• [Task to complete]: Among the entries beneath this sentence, how many lines include the word "before"? Only the number is wanted.

....

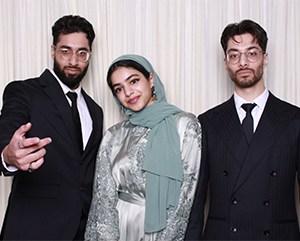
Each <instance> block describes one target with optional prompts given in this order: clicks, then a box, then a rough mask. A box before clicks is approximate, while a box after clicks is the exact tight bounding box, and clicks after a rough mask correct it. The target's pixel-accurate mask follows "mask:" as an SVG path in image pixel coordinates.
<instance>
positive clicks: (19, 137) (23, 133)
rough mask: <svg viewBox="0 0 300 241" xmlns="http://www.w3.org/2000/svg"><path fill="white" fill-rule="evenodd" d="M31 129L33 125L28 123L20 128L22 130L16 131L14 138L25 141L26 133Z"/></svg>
mask: <svg viewBox="0 0 300 241" xmlns="http://www.w3.org/2000/svg"><path fill="white" fill-rule="evenodd" d="M30 128H31V123H30V122H28V123H27V124H25V125H22V126H20V128H19V129H18V130H16V131H15V133H14V136H15V137H16V138H17V139H24V136H25V134H26V132H27V131H29V130H30Z"/></svg>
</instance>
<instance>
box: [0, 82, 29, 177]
mask: <svg viewBox="0 0 300 241" xmlns="http://www.w3.org/2000/svg"><path fill="white" fill-rule="evenodd" d="M25 89H26V88H24V84H23V83H22V81H14V82H11V83H10V84H8V85H7V86H6V88H5V90H4V93H3V106H2V110H1V117H0V152H2V151H3V149H4V147H5V146H6V145H8V143H9V142H10V139H11V137H12V136H13V134H14V132H15V131H16V130H17V129H18V128H19V127H20V126H21V125H23V124H26V123H27V122H29V121H30V118H29V113H30V99H29V95H28V94H27V93H26V91H25ZM1 174H4V175H8V176H9V175H13V174H14V173H10V172H8V171H7V170H6V169H5V168H4V167H3V165H2V162H1V164H0V175H1Z"/></svg>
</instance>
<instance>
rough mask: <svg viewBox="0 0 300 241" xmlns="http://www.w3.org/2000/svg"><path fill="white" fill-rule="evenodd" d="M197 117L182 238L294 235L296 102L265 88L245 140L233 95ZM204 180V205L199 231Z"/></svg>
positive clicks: (203, 191)
mask: <svg viewBox="0 0 300 241" xmlns="http://www.w3.org/2000/svg"><path fill="white" fill-rule="evenodd" d="M198 118H199V120H200V122H201V125H202V128H203V152H202V159H201V161H202V163H201V171H200V179H199V183H198V187H197V192H196V197H195V201H194V205H193V209H192V212H191V215H190V221H189V225H188V229H187V233H186V239H185V240H193V241H195V240H205V241H229V240H230V241H260V240H274V241H275V240H276V241H280V240H282V241H287V240H288V241H296V240H297V241H298V240H300V236H299V228H298V220H297V214H296V209H295V194H294V192H295V177H296V172H298V171H299V165H300V154H299V152H300V110H299V108H298V107H295V106H293V105H291V104H288V103H286V102H283V101H281V100H279V99H278V98H276V97H275V96H273V95H272V94H271V93H270V95H269V98H268V100H267V103H266V106H265V109H264V112H263V114H262V116H261V119H260V121H259V124H258V126H257V129H256V131H255V133H254V135H253V139H252V142H251V143H250V145H249V146H248V144H247V141H246V138H245V136H244V133H243V129H242V126H241V124H240V121H239V118H238V115H237V112H236V109H235V104H234V98H233V97H232V98H231V99H229V100H228V101H226V102H224V103H223V104H221V105H219V106H217V107H215V108H213V109H211V110H209V111H207V112H206V113H204V114H202V115H200V116H199V117H198ZM298 182H299V179H298ZM208 186H209V190H210V202H209V204H210V207H209V214H208V219H207V223H206V227H205V229H204V234H203V236H202V229H203V226H204V210H203V209H204V205H205V201H206V193H207V188H208ZM297 205H298V202H297Z"/></svg>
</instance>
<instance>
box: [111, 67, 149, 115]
mask: <svg viewBox="0 0 300 241" xmlns="http://www.w3.org/2000/svg"><path fill="white" fill-rule="evenodd" d="M111 82H112V86H113V91H114V94H115V95H116V96H117V98H118V100H119V101H120V103H121V104H122V106H123V107H125V108H127V109H131V110H132V111H140V110H142V109H143V108H145V107H146V106H148V105H151V104H154V101H153V99H152V91H151V88H152V86H154V78H153V73H150V76H149V79H146V77H145V76H144V75H143V74H142V73H141V72H139V71H138V70H136V69H134V68H127V67H119V68H117V69H116V70H115V71H114V72H113V73H112V75H111Z"/></svg>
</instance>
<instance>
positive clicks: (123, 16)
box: [0, 0, 300, 226]
mask: <svg viewBox="0 0 300 241" xmlns="http://www.w3.org/2000/svg"><path fill="white" fill-rule="evenodd" d="M299 10H300V1H299V0H0V30H1V34H0V46H1V54H0V73H1V77H0V94H1V95H2V92H3V89H4V87H5V86H6V84H7V83H8V82H10V81H12V80H15V79H26V78H29V77H35V76H38V75H40V74H41V72H42V71H43V70H44V69H45V68H46V67H52V65H53V62H52V59H51V52H50V47H51V44H52V36H51V27H52V25H53V23H54V22H55V21H56V20H57V19H58V18H60V17H61V16H62V15H65V14H79V15H81V16H83V17H85V18H87V19H88V20H89V21H90V22H91V23H92V24H93V26H94V29H95V32H96V39H95V41H94V44H93V55H92V61H91V64H90V69H89V71H88V74H87V77H86V78H85V80H84V84H83V86H84V88H85V90H86V91H87V92H88V93H89V94H90V95H91V96H92V97H93V98H94V99H95V101H96V102H97V103H98V104H99V105H101V106H102V107H103V110H104V113H105V119H104V121H105V129H106V128H108V127H109V126H111V125H113V124H115V123H117V122H118V121H120V120H121V119H122V117H121V115H120V113H119V110H118V109H117V106H116V105H115V103H114V101H113V98H112V95H111V93H110V90H109V88H108V87H107V86H106V81H105V77H106V71H107V68H108V66H109V64H110V63H111V61H112V60H113V59H114V58H116V57H118V56H119V55H122V54H125V53H136V54H140V55H143V56H145V57H146V58H148V59H149V60H150V62H151V63H152V64H153V66H154V68H155V69H156V71H157V73H158V74H159V76H160V78H161V80H162V81H163V82H164V84H165V87H166V92H167V98H168V101H169V102H170V103H172V104H175V105H177V106H178V107H180V108H182V109H184V110H186V111H190V112H193V113H194V114H196V115H198V114H200V113H202V112H204V111H205V110H207V109H209V108H211V107H213V106H215V105H217V104H219V103H221V102H223V101H224V100H226V99H227V98H229V97H230V96H231V94H232V92H233V85H232V83H231V81H230V79H229V77H228V75H227V73H226V71H225V68H224V63H223V52H222V49H221V46H220V35H221V32H222V31H223V29H224V27H225V26H226V25H227V24H228V23H231V22H239V21H240V20H242V19H245V18H250V19H252V20H254V21H256V22H258V23H259V24H261V25H262V26H263V27H264V28H265V30H266V31H267V33H268V37H269V43H268V48H267V52H268V53H269V64H268V67H267V68H266V69H265V76H264V79H265V82H266V85H267V87H268V88H269V89H270V90H271V91H272V92H273V93H274V94H275V95H277V96H278V97H280V98H282V99H284V100H287V101H289V102H291V103H293V104H296V105H300V95H299V85H300V84H299V79H300V72H299V70H298V69H297V68H299V67H300V66H299V58H300V43H299V39H300V15H299V14H298V12H299ZM0 105H1V106H2V100H0ZM0 134H1V133H0ZM10 183H11V178H7V177H6V178H4V177H0V226H1V224H2V220H3V215H4V211H5V207H6V204H7V198H8V193H9V190H10Z"/></svg>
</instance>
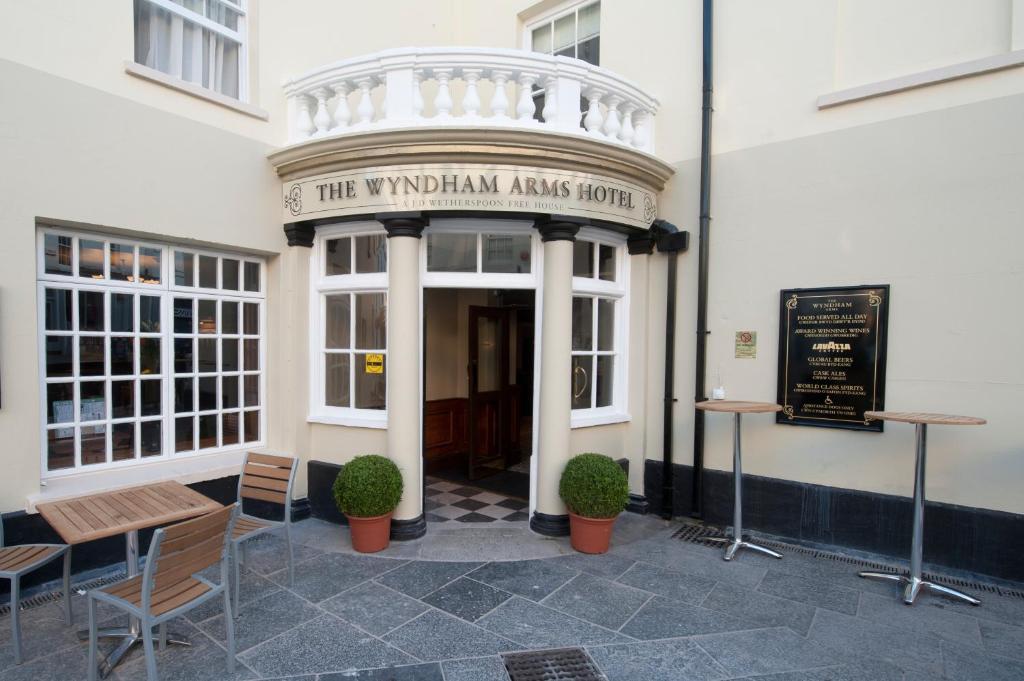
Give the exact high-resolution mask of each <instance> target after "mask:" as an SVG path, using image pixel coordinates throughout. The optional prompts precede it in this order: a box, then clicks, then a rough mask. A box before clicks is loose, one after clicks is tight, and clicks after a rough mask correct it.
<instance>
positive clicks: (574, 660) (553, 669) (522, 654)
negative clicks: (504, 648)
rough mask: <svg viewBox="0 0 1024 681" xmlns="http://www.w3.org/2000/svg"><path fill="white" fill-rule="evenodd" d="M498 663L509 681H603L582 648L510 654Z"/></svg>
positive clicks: (588, 656) (511, 652) (597, 669)
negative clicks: (503, 664)
mask: <svg viewBox="0 0 1024 681" xmlns="http://www.w3.org/2000/svg"><path fill="white" fill-rule="evenodd" d="M502 659H504V662H505V669H506V670H508V673H509V678H510V679H511V680H512V681H605V677H604V675H603V674H601V672H600V670H598V669H597V665H595V664H594V661H592V659H591V658H590V655H588V654H587V653H586V652H584V649H583V648H558V649H555V650H531V651H529V652H510V653H507V654H504V655H502Z"/></svg>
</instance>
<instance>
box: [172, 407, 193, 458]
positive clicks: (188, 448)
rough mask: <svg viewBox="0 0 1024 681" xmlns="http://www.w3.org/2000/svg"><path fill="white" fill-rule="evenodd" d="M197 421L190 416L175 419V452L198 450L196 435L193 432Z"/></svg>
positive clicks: (174, 446) (174, 443)
mask: <svg viewBox="0 0 1024 681" xmlns="http://www.w3.org/2000/svg"><path fill="white" fill-rule="evenodd" d="M194 427H195V419H194V418H193V417H190V416H186V417H184V418H179V419H174V451H175V452H191V451H193V450H195V449H196V435H195V434H194V432H193V428H194Z"/></svg>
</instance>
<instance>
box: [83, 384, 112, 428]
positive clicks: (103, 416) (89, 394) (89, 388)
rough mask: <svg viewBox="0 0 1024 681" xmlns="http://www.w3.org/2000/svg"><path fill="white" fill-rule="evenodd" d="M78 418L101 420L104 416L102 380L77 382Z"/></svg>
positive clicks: (105, 411)
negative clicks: (78, 383) (77, 394)
mask: <svg viewBox="0 0 1024 681" xmlns="http://www.w3.org/2000/svg"><path fill="white" fill-rule="evenodd" d="M78 394H79V398H78V402H79V420H80V421H102V420H103V419H105V418H106V384H105V383H103V382H102V381H84V382H82V383H79V393H78Z"/></svg>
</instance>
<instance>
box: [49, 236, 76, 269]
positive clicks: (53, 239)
mask: <svg viewBox="0 0 1024 681" xmlns="http://www.w3.org/2000/svg"><path fill="white" fill-rule="evenodd" d="M71 249H72V238H71V237H61V236H59V235H46V237H44V238H43V260H44V262H45V270H46V273H47V274H67V275H69V276H70V275H71V273H72V272H71Z"/></svg>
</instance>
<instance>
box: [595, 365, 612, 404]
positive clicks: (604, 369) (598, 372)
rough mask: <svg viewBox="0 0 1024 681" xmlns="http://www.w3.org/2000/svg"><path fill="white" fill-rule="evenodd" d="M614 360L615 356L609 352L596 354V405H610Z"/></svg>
mask: <svg viewBox="0 0 1024 681" xmlns="http://www.w3.org/2000/svg"><path fill="white" fill-rule="evenodd" d="M614 361H615V357H614V356H613V355H610V354H599V355H598V356H597V405H596V406H597V407H610V406H611V388H612V383H613V379H614V372H613V371H612V370H613V369H614Z"/></svg>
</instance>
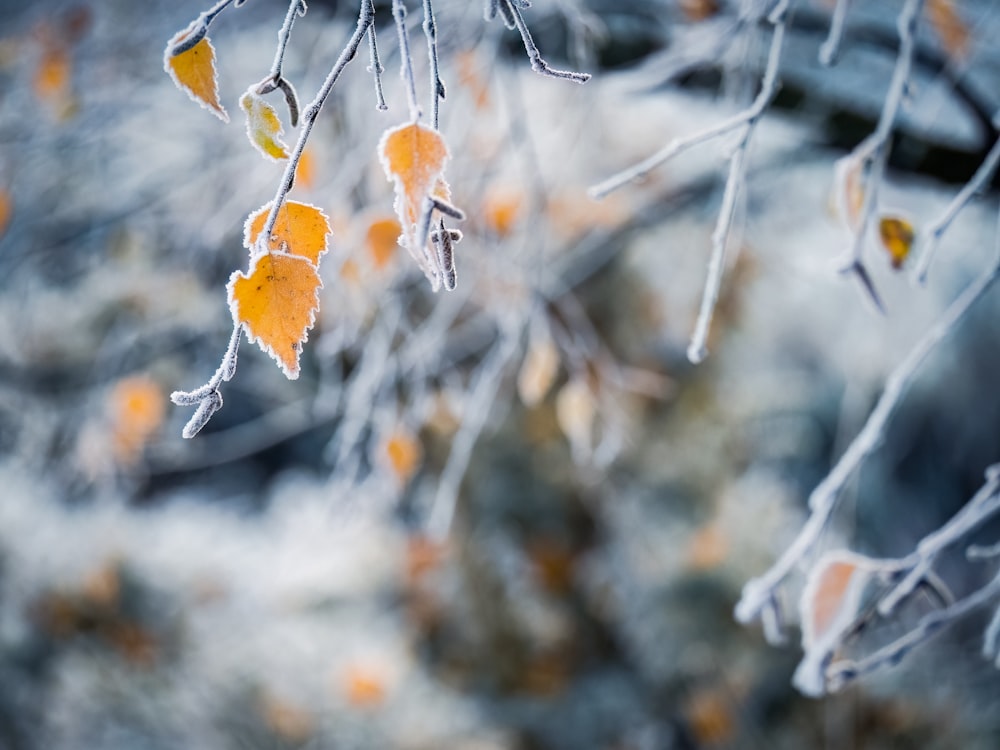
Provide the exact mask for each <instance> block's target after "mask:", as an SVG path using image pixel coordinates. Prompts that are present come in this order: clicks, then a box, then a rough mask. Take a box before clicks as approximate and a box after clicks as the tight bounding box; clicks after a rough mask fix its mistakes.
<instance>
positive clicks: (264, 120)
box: [240, 91, 288, 161]
mask: <svg viewBox="0 0 1000 750" xmlns="http://www.w3.org/2000/svg"><path fill="white" fill-rule="evenodd" d="M240 109H242V110H243V111H244V112H245V113H246V115H247V137H248V138H249V139H250V143H252V144H253V147H254V148H255V149H257V150H258V151H260V153H261V154H263V156H264V157H265V158H267V159H271V160H272V161H279V160H281V159H287V158H288V145H287V144H285V143H284V141H282V140H281V136H282V134H283V133H284V130H282V127H281V120H280V119H278V113H277V112H275V111H274V107H272V106H271V105H270V104H268V103H267V102H266V101H264V99H263V98H262V97H260V96H258V95H257V94H255V93H254V92H253V91H247V92H246V93H245V94H243V96H241V97H240Z"/></svg>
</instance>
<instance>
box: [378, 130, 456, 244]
mask: <svg viewBox="0 0 1000 750" xmlns="http://www.w3.org/2000/svg"><path fill="white" fill-rule="evenodd" d="M378 154H379V160H380V161H381V162H382V167H383V169H385V174H386V177H387V178H388V179H389V180H390V181H391V182H392V183H393V185H394V187H395V190H396V203H395V207H396V214H397V216H399V222H400V224H402V226H403V236H404V238H405V241H406V243H407V246H408V248H409V249H410V250H411V251H413V252H415V251H417V250H418V249H419V248H418V247H417V245H418V244H419V242H418V240H417V235H418V227H417V223H418V222H419V221H420V220H421V217H422V215H423V213H424V201H425V200H427V199H428V198H431V197H432V196H435V195H436V196H437V197H440V198H445V199H446V196H447V194H448V187H447V184H446V183H445V182H444V179H443V176H442V175H443V173H444V165H445V163H446V162H447V161H448V147H447V145H446V144H445V142H444V139H443V138H442V137H441V134H440V133H438V132H437V131H436V130H434V129H432V128H428V127H427V126H425V125H421V124H420V123H418V122H414V123H410V124H408V125H400V126H399V127H396V128H391V129H389V130H387V131H385V133H384V134H383V135H382V140H381V141H380V142H379V145H378Z"/></svg>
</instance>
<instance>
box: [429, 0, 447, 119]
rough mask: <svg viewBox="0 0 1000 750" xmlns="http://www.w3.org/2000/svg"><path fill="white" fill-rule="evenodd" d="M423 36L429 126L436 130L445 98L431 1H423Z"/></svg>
mask: <svg viewBox="0 0 1000 750" xmlns="http://www.w3.org/2000/svg"><path fill="white" fill-rule="evenodd" d="M424 34H425V35H426V36H427V58H428V62H429V64H430V76H431V124H432V125H433V127H434V129H435V130H437V129H438V119H439V115H440V109H441V108H440V104H441V100H442V99H444V98H445V93H446V92H445V88H444V83H442V82H441V72H440V70H439V68H438V59H437V25H436V24H435V23H434V8H433V6H432V5H431V0H424Z"/></svg>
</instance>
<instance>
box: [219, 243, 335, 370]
mask: <svg viewBox="0 0 1000 750" xmlns="http://www.w3.org/2000/svg"><path fill="white" fill-rule="evenodd" d="M322 286H323V282H322V281H321V280H320V278H319V273H318V272H317V271H316V267H315V266H314V265H313V264H312V263H310V262H309V261H308V260H306V259H305V258H301V257H298V256H296V255H290V254H288V253H283V252H278V251H273V252H271V253H270V254H264V255H259V256H257V258H256V259H255V260H254V262H253V263H252V265H251V266H250V271H249V274H244V273H242V272H239V271H237V272H236V273H234V274H233V275H232V277H231V278H230V279H229V284H228V285H227V286H226V289H227V291H228V292H229V309H230V310H231V311H232V314H233V321H234V322H235V323H236V324H237V325H242V326H243V327H244V328H245V329H246V332H247V337H248V338H249V339H250V342H251V343H256V344H257V345H258V346H259V347H260V348H261V350H263V351H264V352H266V353H267V354H269V355H271V357H273V358H274V360H275V361H276V362H277V363H278V366H279V367H280V368H281V370H282V372H284V373H285V375H286V376H287V377H288V379H289V380H294V379H295V378H297V377H298V376H299V354H300V353H301V352H302V344H304V343H305V341H306V339H307V338H308V332H309V329H310V328H312V326H313V323H314V322H315V321H316V311H317V310H318V309H319V290H320V289H321V288H322Z"/></svg>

....

• [Solution for this task]: 3